→ **Texto extraído**:
*-*-*

Entretanto, Ludwig von Mises fez mais do que isso. Cinco anos depois, no livro Liberalismus [Liberalismo] de 1927, defendeu uma versão radicalizada do liberalismo clássico, que sob sua pena fez ressuscitar como uma fênix a partir das cinzas. Dois anos mais tarde, em 1929, Mises fechou seu sistema de análise social, na já citada obra Kritik des Interventionismus: Untersuchungen zur Wirtschaftspolitik und Wirtschaftsideologie der Gegenwart [Crítica ao intervencionismo: estudo sobre a política econômica e a ideologia atuais], ao lidar com os argumentos em prol da “terceira via” - cujas variantes atormentam a civilização ocidental até os dias atuais, mais recentemente sob a forma do blairismo. Nesses trabalhos, Mises não somente defendeu descaradamente os princípios centrais da Escola de Manchester, que até então tinham caído em descrédito geral, mas até os superou. Mostrou que qualquer sistema de terceira via seria inerentemente instável porque não poderia resolver os problemas que pretendia resolver e, assim, motivaria intervenção governamental cada vez maior, até que o sistema intervencionista se transformaria em socialismo absoluto. Mas o socialismo não era viável. Restava apenas um item significativo no cardápio político: 100% de capitalismo.

*-*-*

→ **Trecho dos dados**:
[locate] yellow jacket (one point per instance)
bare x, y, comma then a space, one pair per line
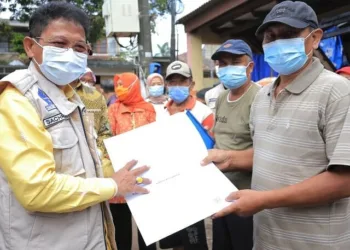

*-*-*

→ **Problema proposto 1**: Segundo o texto sobre Ludwig von Mises, em que ano ele publicou o livro Liberalismus?
→ **Problema proposto 2**: Dê continuidade ao texto sobre Ludwig von Mises a partir do ponto em que ele termina.
Os dados não têm nenhuma relação com o que se pede aqui.

→ **Resposta 1**: Em 1927.

→ **Resposta 2**:
Repetidas vezes, Mises insistiu que não havia escolha envolvida nesse assunto. Era ridículo especular sobre alguma política particular de terceira via que se encaixasse nas sensibilidades de uma determinada sociedade. A sociedade era viável apenas à medida que os direitos de propriedade privada fossem respeitados, e pronto.
IV - O envolvimento de Mises nos movimentos europeus em prol do livre comércio
Durante a década de 1920 e início dos anos 1930, Mises foi o representante da Câmara de Comércio Austríaca nas reuniões internacionais e, em particular, nas convenções da International Chamber of Commerce (ICC) [Câmara de Comércio Internacional]. Esta experiência provou ser satisfatória e o pôs em contato com uma rede de estrangeiros com interesses semelhantes. Finalmente, consentiu em uma participação de curta duração em certas organizações europeias dedicadas à promoção do livre comércio.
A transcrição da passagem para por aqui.